== THE DATA ==
***

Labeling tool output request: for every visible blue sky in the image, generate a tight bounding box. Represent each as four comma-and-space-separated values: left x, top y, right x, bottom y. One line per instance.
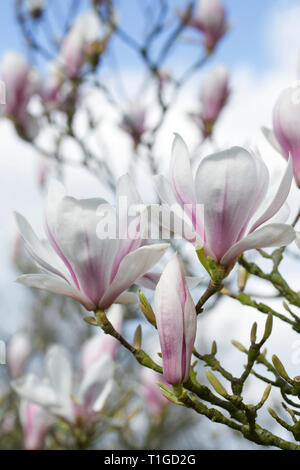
0, 0, 294, 75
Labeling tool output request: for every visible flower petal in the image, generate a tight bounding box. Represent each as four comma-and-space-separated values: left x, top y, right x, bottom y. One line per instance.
261, 126, 284, 155
221, 223, 296, 266
99, 243, 169, 310
16, 273, 95, 310
250, 156, 293, 232
195, 147, 262, 261
11, 374, 57, 408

***

== INSTRUCTIONS FOR THE TASK ==
Each line from the one containing "Labeling tool output request: for every visible flower" to the final line above should be written out exactly; please omit the others.

== REPLY ==
Labeling tool output request: for every visible flower petal in the image, generate a tight bounding box. Represent each as four comma-and-space-separated values: left x, top y, right x, bottom y. One line per instance.
261, 126, 284, 155
221, 223, 296, 266
99, 243, 169, 310
16, 273, 95, 310
250, 156, 293, 232
195, 147, 262, 261
11, 374, 57, 408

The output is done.